--- Start of Input rows ---

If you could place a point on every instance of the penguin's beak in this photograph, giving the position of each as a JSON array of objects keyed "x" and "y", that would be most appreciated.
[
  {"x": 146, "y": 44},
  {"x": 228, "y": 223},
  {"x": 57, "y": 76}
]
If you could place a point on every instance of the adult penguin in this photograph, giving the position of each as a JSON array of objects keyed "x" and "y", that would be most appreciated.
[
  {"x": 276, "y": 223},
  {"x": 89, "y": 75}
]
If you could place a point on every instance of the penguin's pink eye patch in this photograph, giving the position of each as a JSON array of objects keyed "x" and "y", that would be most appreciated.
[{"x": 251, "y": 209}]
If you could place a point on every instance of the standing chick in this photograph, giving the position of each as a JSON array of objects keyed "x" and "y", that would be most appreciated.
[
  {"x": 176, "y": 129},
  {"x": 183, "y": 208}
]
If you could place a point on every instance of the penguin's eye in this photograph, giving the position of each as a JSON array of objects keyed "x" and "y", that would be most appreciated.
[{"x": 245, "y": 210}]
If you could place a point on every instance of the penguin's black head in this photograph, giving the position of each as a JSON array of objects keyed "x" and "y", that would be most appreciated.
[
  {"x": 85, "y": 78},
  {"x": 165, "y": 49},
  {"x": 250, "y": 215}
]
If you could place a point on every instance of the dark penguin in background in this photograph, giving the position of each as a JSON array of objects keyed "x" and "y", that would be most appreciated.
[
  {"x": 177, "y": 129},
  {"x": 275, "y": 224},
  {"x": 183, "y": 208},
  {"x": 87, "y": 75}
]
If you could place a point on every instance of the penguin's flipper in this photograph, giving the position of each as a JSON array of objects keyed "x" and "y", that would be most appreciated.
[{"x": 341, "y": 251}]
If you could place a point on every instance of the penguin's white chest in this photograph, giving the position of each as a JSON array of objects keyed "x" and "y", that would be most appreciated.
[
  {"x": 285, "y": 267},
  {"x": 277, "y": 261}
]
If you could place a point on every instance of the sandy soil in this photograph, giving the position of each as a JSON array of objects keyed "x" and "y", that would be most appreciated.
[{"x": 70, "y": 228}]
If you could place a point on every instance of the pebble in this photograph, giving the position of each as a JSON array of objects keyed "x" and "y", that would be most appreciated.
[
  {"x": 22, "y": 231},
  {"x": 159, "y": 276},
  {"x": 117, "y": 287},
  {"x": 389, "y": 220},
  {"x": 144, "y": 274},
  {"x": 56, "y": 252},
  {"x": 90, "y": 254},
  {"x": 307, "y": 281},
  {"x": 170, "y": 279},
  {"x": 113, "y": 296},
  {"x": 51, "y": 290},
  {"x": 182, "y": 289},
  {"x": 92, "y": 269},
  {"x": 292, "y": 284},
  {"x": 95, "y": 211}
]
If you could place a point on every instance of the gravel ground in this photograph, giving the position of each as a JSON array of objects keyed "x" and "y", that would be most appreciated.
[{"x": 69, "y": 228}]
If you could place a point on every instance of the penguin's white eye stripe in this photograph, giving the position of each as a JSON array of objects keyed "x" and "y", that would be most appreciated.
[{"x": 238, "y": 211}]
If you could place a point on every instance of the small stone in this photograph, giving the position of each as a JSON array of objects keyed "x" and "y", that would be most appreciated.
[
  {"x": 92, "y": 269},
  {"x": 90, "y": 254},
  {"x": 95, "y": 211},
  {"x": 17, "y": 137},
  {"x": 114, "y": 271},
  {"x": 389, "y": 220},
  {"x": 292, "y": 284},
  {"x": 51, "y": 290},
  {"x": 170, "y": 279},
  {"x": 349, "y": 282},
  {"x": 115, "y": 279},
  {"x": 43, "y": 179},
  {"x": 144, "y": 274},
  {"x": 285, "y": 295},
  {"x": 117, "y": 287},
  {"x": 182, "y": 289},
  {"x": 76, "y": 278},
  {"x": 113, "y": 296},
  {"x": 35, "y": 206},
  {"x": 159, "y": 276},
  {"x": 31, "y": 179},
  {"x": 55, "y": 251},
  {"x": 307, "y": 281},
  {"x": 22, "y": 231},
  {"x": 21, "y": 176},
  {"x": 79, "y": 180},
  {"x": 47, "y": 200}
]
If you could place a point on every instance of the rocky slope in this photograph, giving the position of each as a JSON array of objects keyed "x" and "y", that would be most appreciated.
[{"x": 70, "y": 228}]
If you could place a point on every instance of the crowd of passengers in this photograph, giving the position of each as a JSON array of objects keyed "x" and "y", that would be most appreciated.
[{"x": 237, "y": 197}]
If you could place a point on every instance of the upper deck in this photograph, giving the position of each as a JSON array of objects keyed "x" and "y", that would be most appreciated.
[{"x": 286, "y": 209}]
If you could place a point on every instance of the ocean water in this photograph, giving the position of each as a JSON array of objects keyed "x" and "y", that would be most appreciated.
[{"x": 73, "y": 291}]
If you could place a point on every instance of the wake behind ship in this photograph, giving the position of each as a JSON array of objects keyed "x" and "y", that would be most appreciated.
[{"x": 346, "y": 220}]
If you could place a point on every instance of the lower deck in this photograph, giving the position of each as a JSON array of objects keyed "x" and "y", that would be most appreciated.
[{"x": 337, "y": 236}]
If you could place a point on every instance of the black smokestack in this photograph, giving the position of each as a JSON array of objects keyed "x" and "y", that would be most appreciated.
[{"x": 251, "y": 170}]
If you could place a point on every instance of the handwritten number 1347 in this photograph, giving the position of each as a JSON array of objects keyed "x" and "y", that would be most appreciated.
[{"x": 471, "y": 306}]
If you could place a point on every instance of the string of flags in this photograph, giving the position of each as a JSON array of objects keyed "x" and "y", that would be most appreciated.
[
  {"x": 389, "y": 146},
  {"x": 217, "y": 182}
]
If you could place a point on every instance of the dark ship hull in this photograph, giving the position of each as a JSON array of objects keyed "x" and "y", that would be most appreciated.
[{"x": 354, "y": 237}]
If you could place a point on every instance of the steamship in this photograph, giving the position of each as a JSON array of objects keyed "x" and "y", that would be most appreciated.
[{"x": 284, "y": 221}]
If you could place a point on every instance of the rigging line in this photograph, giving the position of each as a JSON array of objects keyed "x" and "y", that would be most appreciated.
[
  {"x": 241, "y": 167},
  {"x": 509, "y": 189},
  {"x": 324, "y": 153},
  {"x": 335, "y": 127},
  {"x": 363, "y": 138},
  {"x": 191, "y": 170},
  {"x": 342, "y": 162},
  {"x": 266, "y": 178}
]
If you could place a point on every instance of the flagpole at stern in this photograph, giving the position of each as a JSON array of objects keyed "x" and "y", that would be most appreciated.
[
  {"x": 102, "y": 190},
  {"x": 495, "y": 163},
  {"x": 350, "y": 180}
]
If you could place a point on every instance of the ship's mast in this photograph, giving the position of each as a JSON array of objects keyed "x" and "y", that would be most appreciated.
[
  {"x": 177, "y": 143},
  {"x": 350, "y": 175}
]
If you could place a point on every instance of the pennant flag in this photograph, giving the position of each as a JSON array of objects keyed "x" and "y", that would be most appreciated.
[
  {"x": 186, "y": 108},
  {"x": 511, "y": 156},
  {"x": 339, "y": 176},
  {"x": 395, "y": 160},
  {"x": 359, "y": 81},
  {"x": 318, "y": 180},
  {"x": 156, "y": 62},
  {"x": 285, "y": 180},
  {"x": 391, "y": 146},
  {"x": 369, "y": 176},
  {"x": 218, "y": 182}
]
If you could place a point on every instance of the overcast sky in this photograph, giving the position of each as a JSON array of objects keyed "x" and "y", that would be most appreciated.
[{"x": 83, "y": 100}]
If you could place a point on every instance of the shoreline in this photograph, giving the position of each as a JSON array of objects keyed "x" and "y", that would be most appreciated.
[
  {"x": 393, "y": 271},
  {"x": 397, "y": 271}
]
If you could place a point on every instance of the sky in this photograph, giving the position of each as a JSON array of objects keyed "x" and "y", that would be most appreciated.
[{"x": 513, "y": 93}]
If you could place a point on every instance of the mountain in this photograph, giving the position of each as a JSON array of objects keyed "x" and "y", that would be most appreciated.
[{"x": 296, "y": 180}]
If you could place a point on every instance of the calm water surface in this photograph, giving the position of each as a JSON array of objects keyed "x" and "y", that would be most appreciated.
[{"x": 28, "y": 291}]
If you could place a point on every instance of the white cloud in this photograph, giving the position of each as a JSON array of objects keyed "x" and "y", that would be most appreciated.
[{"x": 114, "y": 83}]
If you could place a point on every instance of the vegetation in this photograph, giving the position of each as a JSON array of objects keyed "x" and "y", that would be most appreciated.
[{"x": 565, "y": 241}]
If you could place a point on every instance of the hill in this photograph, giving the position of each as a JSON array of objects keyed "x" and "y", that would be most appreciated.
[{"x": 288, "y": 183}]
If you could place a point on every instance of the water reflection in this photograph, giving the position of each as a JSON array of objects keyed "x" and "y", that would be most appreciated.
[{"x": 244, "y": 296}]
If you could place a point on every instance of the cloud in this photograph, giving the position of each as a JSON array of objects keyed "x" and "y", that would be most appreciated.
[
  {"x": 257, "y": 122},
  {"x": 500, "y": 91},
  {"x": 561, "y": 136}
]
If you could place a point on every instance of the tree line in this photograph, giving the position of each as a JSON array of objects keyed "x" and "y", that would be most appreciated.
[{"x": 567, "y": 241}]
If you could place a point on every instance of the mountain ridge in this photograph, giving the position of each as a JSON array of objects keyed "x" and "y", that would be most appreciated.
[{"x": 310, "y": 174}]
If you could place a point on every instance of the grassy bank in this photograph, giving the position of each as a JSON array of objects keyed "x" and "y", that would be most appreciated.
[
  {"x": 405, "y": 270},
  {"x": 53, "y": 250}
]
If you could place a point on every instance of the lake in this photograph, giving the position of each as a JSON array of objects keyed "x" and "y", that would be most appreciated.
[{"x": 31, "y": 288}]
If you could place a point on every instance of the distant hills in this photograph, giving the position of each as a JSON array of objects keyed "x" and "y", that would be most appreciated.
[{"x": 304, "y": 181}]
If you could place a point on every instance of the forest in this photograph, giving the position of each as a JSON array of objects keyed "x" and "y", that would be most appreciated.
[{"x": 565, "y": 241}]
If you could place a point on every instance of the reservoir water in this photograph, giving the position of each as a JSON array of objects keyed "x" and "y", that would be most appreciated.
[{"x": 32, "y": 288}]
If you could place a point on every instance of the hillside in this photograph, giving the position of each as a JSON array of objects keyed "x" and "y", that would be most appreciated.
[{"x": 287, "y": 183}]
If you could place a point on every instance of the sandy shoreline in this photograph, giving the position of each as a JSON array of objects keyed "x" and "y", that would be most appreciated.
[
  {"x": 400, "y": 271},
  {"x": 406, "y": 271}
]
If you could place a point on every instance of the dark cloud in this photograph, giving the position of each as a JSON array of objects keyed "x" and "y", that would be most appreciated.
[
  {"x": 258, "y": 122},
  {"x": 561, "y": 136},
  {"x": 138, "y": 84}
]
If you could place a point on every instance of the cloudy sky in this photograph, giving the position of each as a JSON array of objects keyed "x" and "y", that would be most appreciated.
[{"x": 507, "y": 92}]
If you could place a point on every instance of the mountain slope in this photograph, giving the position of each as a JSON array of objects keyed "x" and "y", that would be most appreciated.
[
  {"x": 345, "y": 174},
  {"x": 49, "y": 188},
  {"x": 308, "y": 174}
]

--- End of Input rows ---

### The exercise
Every line from the line containing "of the forest" to the last line of the material above must be repeated exactly, and no other line.

### Exercise response
If you could place a point on every instance of the forest in this photograph, giving the position of each as a JSON array of objects keyed "x" and "y", that would be most appreciated.
[{"x": 565, "y": 241}]
If you could place a point on every instance of the reservoir water in this photograph, giving the position of each as a JSON array of objects keyed "x" and "y", that would be most appreciated.
[{"x": 32, "y": 288}]
If you could place a point on every instance of the hillside in this photograph, giving the position of each as a JSON array of objects keyed "x" and "y", that would be most appreciated.
[{"x": 287, "y": 183}]
If you could place a point on every instance of the sandy shoreline in this photograph, giving the position of each as a JSON array of objects keyed "x" and "y", that would be most appreciated.
[
  {"x": 400, "y": 271},
  {"x": 406, "y": 271}
]
If you could place a point on every instance of the dark cloud in this photograph, giving the position of each as a JSON array of objects keyed "x" and "y", that would be most appreciated.
[
  {"x": 258, "y": 122},
  {"x": 561, "y": 136},
  {"x": 138, "y": 84}
]
If you could place a point on every instance of the cloudy sky in this photograph, giving the position of each as a JSON array of objects keyed "x" and "y", that would be most appreciated.
[{"x": 507, "y": 92}]
If you could place a point on every instance of the mountain slope in this photograph, giving the position of each as a JSON array of objects keyed "x" and "y", that would be most appreciated.
[
  {"x": 345, "y": 174},
  {"x": 49, "y": 188},
  {"x": 308, "y": 174}
]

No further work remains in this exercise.